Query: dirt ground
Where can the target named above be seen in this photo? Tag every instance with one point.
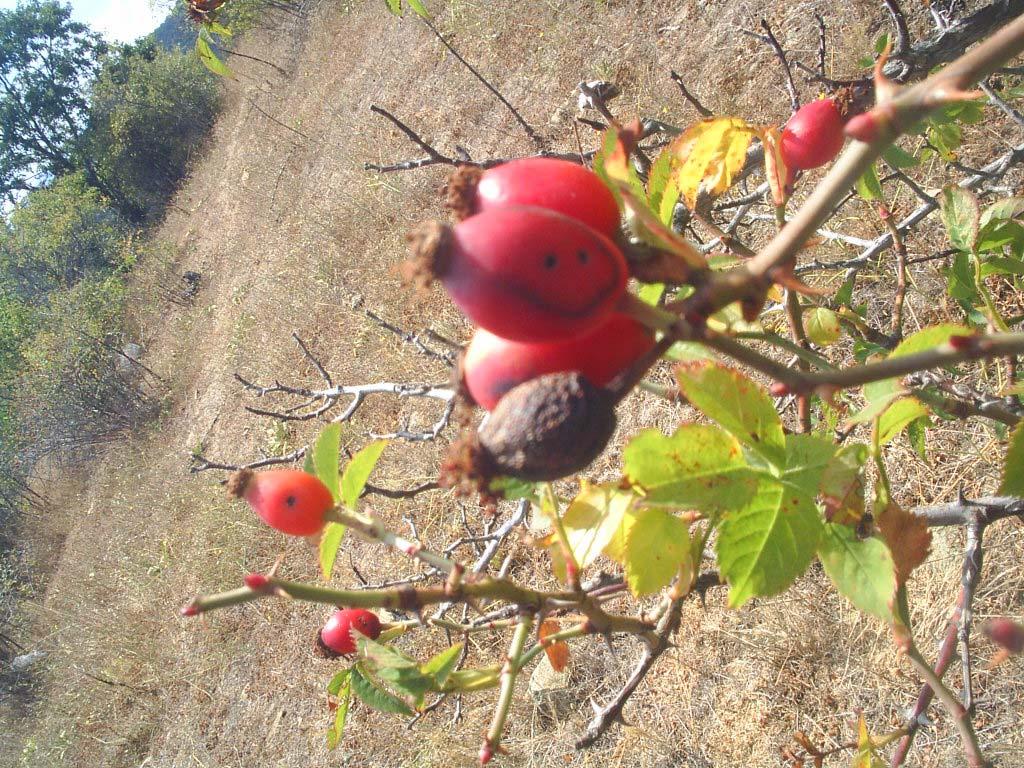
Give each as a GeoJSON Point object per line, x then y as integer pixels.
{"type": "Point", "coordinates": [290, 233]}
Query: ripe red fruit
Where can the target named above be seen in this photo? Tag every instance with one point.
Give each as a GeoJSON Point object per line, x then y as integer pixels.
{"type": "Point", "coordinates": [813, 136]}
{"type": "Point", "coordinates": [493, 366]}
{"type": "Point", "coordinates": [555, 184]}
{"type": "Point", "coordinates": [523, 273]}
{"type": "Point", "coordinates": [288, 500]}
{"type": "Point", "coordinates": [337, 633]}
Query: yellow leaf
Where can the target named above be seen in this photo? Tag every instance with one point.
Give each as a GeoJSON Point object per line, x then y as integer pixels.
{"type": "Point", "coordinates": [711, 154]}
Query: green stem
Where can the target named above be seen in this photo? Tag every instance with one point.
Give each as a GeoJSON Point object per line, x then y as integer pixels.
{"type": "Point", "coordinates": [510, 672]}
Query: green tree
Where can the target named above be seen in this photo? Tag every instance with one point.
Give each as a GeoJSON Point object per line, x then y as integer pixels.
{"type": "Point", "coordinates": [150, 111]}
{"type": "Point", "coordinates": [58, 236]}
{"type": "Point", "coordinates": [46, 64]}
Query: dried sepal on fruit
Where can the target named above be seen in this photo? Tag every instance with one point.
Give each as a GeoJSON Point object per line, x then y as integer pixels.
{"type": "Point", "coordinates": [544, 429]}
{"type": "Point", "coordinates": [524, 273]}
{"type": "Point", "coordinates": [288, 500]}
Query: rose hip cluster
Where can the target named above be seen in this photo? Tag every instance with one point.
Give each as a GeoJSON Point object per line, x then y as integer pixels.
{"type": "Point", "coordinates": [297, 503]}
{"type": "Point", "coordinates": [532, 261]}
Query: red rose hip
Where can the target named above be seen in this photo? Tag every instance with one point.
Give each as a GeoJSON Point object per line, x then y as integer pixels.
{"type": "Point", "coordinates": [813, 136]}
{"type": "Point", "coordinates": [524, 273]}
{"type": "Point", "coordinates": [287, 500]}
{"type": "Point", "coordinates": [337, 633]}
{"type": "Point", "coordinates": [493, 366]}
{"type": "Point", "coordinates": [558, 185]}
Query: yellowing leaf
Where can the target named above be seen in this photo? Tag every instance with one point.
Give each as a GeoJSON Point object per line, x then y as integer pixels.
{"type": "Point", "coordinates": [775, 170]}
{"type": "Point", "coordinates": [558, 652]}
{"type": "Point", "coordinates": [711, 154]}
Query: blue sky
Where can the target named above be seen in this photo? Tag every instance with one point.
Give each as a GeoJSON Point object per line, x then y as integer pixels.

--

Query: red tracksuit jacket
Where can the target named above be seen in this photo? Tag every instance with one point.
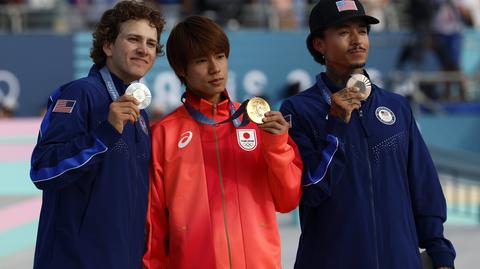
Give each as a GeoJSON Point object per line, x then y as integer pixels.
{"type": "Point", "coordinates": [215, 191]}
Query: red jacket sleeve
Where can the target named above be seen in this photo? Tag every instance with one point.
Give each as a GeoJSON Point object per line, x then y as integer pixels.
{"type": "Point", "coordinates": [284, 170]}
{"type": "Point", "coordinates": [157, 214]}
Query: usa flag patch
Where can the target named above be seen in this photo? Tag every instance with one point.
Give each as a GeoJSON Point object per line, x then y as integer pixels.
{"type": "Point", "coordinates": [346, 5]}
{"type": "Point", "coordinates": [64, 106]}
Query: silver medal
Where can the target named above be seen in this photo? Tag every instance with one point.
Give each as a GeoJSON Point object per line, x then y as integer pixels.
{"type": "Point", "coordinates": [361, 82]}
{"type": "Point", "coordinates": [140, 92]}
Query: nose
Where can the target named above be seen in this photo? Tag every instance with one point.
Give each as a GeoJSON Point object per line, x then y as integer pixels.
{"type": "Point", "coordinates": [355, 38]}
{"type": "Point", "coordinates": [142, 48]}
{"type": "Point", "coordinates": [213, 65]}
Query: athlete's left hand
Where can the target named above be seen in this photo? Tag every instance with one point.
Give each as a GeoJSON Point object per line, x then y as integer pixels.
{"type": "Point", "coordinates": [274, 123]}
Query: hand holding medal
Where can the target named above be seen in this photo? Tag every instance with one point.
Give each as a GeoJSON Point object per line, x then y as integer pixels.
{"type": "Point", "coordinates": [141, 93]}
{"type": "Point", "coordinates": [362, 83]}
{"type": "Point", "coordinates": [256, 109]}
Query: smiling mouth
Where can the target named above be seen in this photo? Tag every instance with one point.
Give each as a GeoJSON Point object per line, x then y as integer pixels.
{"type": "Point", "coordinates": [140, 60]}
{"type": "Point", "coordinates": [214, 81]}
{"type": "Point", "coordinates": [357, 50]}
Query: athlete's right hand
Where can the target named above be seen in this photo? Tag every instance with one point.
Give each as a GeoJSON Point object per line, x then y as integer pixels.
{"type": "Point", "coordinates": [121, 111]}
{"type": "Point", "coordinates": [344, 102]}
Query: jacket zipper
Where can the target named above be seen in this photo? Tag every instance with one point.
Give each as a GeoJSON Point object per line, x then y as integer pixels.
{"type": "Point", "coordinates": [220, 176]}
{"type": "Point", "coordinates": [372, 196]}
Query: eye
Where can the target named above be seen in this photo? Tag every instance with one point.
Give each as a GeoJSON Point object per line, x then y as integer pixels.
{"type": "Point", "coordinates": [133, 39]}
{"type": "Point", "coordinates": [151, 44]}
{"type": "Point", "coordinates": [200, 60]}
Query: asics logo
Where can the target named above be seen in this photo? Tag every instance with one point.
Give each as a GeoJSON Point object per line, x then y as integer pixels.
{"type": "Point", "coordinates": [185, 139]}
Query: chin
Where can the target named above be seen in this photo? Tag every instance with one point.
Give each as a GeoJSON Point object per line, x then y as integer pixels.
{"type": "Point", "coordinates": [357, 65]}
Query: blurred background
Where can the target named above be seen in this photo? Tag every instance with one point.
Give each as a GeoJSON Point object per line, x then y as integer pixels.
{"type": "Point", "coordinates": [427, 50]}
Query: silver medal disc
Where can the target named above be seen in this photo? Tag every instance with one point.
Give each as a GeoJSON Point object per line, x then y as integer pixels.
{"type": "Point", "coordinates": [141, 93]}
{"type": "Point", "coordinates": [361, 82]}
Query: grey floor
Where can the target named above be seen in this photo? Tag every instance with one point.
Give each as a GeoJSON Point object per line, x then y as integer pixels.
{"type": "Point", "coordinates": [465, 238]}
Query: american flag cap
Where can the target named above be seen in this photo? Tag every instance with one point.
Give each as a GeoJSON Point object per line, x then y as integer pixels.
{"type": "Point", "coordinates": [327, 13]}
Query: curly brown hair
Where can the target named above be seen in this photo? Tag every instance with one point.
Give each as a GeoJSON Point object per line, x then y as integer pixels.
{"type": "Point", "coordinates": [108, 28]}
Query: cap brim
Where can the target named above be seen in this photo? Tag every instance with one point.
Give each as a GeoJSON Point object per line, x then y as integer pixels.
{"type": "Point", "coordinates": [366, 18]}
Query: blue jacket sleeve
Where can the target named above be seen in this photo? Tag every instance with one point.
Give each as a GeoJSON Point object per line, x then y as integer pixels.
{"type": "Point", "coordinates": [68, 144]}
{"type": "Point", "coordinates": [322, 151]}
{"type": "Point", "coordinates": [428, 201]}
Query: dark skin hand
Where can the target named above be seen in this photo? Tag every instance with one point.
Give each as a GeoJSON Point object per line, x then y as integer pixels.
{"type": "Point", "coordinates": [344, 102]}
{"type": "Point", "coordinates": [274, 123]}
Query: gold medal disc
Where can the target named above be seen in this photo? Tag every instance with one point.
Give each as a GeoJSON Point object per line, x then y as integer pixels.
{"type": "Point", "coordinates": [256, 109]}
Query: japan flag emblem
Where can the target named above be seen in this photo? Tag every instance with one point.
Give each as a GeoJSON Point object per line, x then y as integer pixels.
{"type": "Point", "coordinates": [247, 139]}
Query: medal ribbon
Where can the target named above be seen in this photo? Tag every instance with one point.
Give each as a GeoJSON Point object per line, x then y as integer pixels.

§ **Given problem**: Count the lines in the data above that contain the string "flag", matching case exactly. Give only the number.

§ **Correct result**: 3